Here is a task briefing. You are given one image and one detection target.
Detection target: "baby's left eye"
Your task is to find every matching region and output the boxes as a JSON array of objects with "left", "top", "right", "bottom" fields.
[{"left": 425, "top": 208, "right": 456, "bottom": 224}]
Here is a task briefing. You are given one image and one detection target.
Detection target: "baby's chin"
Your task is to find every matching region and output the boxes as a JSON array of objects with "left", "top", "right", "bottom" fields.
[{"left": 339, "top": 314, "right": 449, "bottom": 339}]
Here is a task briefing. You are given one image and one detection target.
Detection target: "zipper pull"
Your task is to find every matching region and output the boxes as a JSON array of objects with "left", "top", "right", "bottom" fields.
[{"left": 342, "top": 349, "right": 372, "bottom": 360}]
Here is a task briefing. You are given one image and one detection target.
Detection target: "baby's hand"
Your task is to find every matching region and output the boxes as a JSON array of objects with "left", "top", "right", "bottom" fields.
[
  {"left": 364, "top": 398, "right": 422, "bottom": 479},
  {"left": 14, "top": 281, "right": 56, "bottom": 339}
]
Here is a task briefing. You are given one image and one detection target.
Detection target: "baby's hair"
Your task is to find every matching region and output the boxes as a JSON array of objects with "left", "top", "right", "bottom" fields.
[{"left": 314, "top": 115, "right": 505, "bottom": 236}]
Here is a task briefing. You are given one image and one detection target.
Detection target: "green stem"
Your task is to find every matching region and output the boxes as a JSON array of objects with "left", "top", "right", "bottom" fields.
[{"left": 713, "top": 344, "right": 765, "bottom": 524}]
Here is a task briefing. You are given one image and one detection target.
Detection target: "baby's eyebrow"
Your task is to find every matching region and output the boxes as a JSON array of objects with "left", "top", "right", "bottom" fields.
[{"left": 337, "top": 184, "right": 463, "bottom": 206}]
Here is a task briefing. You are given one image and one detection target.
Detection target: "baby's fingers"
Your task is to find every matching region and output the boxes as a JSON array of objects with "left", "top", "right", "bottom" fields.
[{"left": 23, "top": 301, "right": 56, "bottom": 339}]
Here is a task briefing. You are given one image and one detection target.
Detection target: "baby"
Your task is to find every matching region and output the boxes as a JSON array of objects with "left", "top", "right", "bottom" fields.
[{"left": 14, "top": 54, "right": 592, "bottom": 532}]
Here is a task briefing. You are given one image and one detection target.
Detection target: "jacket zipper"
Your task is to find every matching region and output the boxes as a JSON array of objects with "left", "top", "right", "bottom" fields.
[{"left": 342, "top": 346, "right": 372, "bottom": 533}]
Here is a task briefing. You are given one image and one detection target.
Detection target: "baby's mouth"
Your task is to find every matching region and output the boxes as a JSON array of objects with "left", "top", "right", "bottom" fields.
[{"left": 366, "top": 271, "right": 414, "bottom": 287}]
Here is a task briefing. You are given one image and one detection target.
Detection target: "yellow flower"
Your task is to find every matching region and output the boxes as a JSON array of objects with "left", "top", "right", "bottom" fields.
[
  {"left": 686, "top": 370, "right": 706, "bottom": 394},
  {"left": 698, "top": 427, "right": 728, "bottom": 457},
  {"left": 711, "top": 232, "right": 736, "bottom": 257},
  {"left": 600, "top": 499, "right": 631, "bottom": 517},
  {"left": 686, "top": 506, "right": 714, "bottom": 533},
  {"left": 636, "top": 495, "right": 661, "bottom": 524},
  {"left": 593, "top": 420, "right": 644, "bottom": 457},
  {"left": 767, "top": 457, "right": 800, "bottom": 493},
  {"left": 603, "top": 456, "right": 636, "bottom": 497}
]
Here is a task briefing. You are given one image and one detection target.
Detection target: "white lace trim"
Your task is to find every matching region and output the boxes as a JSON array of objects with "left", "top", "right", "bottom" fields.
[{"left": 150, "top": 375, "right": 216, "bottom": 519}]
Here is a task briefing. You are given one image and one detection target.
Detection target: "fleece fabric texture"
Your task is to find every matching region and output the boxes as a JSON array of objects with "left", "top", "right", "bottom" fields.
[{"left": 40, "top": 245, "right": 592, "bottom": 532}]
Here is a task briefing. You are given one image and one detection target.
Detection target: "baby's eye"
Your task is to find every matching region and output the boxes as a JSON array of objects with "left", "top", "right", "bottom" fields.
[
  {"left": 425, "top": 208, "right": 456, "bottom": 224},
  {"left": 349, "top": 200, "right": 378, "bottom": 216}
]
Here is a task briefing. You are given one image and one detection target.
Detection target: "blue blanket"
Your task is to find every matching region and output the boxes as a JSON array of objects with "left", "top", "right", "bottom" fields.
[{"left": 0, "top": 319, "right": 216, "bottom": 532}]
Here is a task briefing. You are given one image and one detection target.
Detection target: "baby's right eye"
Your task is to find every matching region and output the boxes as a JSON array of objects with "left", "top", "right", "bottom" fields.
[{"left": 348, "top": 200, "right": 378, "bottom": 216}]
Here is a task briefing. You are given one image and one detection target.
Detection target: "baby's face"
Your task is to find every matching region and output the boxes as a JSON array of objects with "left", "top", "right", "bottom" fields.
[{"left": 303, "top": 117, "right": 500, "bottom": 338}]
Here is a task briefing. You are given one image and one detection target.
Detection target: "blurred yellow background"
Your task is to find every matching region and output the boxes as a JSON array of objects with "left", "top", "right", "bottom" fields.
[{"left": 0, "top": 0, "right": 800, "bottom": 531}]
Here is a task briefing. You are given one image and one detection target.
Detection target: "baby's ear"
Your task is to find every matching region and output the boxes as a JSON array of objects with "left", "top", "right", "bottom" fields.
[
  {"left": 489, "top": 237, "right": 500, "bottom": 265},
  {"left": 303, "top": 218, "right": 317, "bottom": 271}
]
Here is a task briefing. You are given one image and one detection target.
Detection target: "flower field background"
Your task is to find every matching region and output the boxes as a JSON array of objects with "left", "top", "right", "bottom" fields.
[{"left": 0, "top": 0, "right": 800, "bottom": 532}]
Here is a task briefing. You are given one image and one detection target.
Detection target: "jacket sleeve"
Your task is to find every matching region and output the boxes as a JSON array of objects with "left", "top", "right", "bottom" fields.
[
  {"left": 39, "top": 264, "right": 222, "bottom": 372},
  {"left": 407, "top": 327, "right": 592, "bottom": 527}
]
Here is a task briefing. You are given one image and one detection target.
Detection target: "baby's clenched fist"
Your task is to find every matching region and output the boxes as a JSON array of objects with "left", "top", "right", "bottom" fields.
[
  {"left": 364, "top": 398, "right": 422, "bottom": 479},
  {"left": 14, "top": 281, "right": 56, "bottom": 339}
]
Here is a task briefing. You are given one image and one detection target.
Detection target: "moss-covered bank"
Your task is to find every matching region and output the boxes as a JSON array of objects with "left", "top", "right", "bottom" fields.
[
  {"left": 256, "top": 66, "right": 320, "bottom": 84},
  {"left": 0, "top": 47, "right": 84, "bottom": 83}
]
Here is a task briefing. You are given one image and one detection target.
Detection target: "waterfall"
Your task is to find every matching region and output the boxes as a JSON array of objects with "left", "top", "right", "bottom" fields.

▸ **TASK STATEMENT**
Please give back all of the records exactly as written.

▸ **RESULT OF THIS EXERCISE**
Here is a task briefing. You are given one image and one detection target.
Detection target: "baby's left eye"
Your task is to find every matching region and output the boxes as a JSON array of objects with "left", "top", "right", "bottom" fields.
[{"left": 425, "top": 208, "right": 456, "bottom": 224}]
Here is a task briefing. You are given one image and one detection target.
Detection target: "baby's chin"
Your task is to find every matching region and output the boxes as a JSON array of objects with "left", "top", "right", "bottom" fields.
[{"left": 339, "top": 314, "right": 449, "bottom": 339}]
Here is a task briefing. You are given one image and one detection target.
Detection target: "zipper pull"
Your task is to find every matching region and output the boxes as a JSON array of objects with "left", "top", "right", "bottom" fields.
[{"left": 342, "top": 349, "right": 372, "bottom": 360}]
Here is a task briefing. You are given one image and one detection target.
Detection target: "baby's hand"
Your task is to find every matching region and output the boxes as a JSON array of objects with "left", "top", "right", "bottom" fields.
[
  {"left": 364, "top": 398, "right": 422, "bottom": 479},
  {"left": 14, "top": 281, "right": 56, "bottom": 339}
]
Here is a task briefing. You are given one image and one detection target.
Detection target: "baby's hair"
Your task is to find every matching region and output the boxes as a JSON array of objects with "left", "top", "right", "bottom" fields.
[{"left": 314, "top": 115, "right": 505, "bottom": 236}]
Here is a task briefing. You are given one image and one detection target.
Detection target: "green stem"
Your task is to find every matching region and output the boxes as a JSON array of objects with "left", "top", "right", "bottom" fields.
[{"left": 713, "top": 344, "right": 765, "bottom": 524}]
Here is a task briefing. You are given one image and one detection target.
Detection target: "baby's eyebrow"
Your task is to find every matching region and output the boxes as a JSON array of objects with "left", "top", "right", "bottom" fields.
[{"left": 337, "top": 184, "right": 463, "bottom": 206}]
Here is a task briefing. You are given one image and one detection target.
Detection target: "baby's fingers"
Your task is to find every matching region and output the boxes as a JSON array of objects with "left", "top", "right", "bottom" fields.
[{"left": 23, "top": 301, "right": 56, "bottom": 339}]
Here is a task briefing. You are given one image and one detection target.
Detection target: "baby"
Your task is to find every matching region and output the boxes as a JSON array of objects with "left", "top", "right", "bottom" fields.
[{"left": 14, "top": 54, "right": 592, "bottom": 532}]
Here is a task briefing. You are given one image and one detection target.
Detection target: "jacket zipper"
Your task is to find every matching region and output the boxes as a JSON array of objects with "left", "top", "right", "bottom" fields.
[{"left": 342, "top": 346, "right": 372, "bottom": 533}]
Here is a task briefing. You are given one image and one detection target.
Detection target: "baby's mouth"
Your task is to find every matching region and output the boxes as a JSON array of objects with "left", "top", "right", "bottom" fields.
[{"left": 366, "top": 271, "right": 414, "bottom": 287}]
Here is a task briefing. You are given one image and one detection target.
Detection target: "yellow flower"
Your task is to find every matching region and output the boxes as a JSON array of objects with "left", "top", "right", "bottom" fields.
[
  {"left": 686, "top": 370, "right": 706, "bottom": 394},
  {"left": 698, "top": 427, "right": 728, "bottom": 457},
  {"left": 711, "top": 232, "right": 736, "bottom": 257},
  {"left": 600, "top": 499, "right": 631, "bottom": 517},
  {"left": 686, "top": 506, "right": 714, "bottom": 533},
  {"left": 636, "top": 495, "right": 661, "bottom": 524},
  {"left": 593, "top": 420, "right": 644, "bottom": 457},
  {"left": 767, "top": 457, "right": 800, "bottom": 493},
  {"left": 603, "top": 456, "right": 636, "bottom": 497}
]
Here is a task briefing. You are given one image and one detection target.
Detection target: "white lace trim"
Your task is to find every matching region and output the boxes as a JSON array of objects with "left", "top", "right", "bottom" fields.
[{"left": 150, "top": 375, "right": 216, "bottom": 519}]
Here is a task briefing. You are given one image and one detection target.
Detection target: "fleece fabric texture"
Your task is to find every matching region and output the boxes as a JSON array of objects with "left", "top", "right", "bottom" fields.
[{"left": 40, "top": 245, "right": 592, "bottom": 532}]
Here is a task briefing. You are given one image and one detection target.
Detection target: "baby's eye"
Your task is to find every matching region and output the boxes as a JSON array of objects with "left", "top", "right", "bottom" fields.
[
  {"left": 425, "top": 208, "right": 456, "bottom": 224},
  {"left": 349, "top": 200, "right": 378, "bottom": 216}
]
Here is a task briefing. You are given one image and one detection target.
Detection target: "blue blanket"
Your task is to find every matching region and output the boxes as a JSON array of objects with "left", "top", "right", "bottom" fields.
[{"left": 0, "top": 319, "right": 216, "bottom": 532}]
Here is a task briefing. You are given one image and one detection target.
Detection target: "baby's right eye"
Your task is to find every matching region and output the boxes as a JSON array of objects with "left", "top", "right", "bottom" fields.
[{"left": 348, "top": 200, "right": 378, "bottom": 216}]
Here is a task briefing. You are given one image and one detection target.
Detection target: "baby's face"
Your task is to find every matching region and output the boxes as a JSON array of objects with "left", "top", "right", "bottom" fields.
[{"left": 303, "top": 117, "right": 500, "bottom": 338}]
Here is a task briefing. You are given one image and one detection target.
Detection target: "blurred yellow background"
Your task is to find every matching region and output the boxes as a JSON array of objects with "left", "top", "right", "bottom" fields.
[{"left": 0, "top": 0, "right": 800, "bottom": 531}]
Here is a task briefing. You are given one image and one detection target.
Detection target: "baby's ear"
Your task is to find every matching region and output the boxes as a JSON array of objects with "left", "top", "right", "bottom" fields.
[
  {"left": 489, "top": 237, "right": 500, "bottom": 265},
  {"left": 303, "top": 218, "right": 317, "bottom": 271}
]
Here is a task briefing. You are given one image and one detection target.
Detection target: "flower field background"
Your task is to find every matching region and output the boxes as a JSON array of objects with "left", "top", "right", "bottom" fields.
[{"left": 0, "top": 0, "right": 800, "bottom": 532}]
Here is a task briefing. You are given one image and one detection target.
Detection target: "jacket sleeve"
Your task is to find every matching region and output the boxes as a JSON array of objects with "left", "top", "right", "bottom" fields.
[
  {"left": 39, "top": 264, "right": 222, "bottom": 372},
  {"left": 407, "top": 327, "right": 592, "bottom": 527}
]
Here is a task briefing. You are given one image and one detection target.
Detection target: "baby's clenched fist"
Your task is to find every matching region and output the boxes as a JSON array of objects with "left", "top", "right", "bottom" fields.
[
  {"left": 364, "top": 398, "right": 422, "bottom": 479},
  {"left": 14, "top": 281, "right": 56, "bottom": 339}
]
Here is a task briefing. You are given one image and one detection target.
Detection target: "moss-covered bank"
Your task is to find every matching region and output the boxes as a JSON array of objects with "left", "top", "right", "bottom" fields.
[
  {"left": 256, "top": 66, "right": 320, "bottom": 84},
  {"left": 0, "top": 47, "right": 84, "bottom": 83}
]
Here is a task briefing. You are given one image and one detection target.
Detection target: "waterfall"
Your task is to find every matching region and output the boxes as a JSON array of objects with "left", "top", "right", "bottom" fields.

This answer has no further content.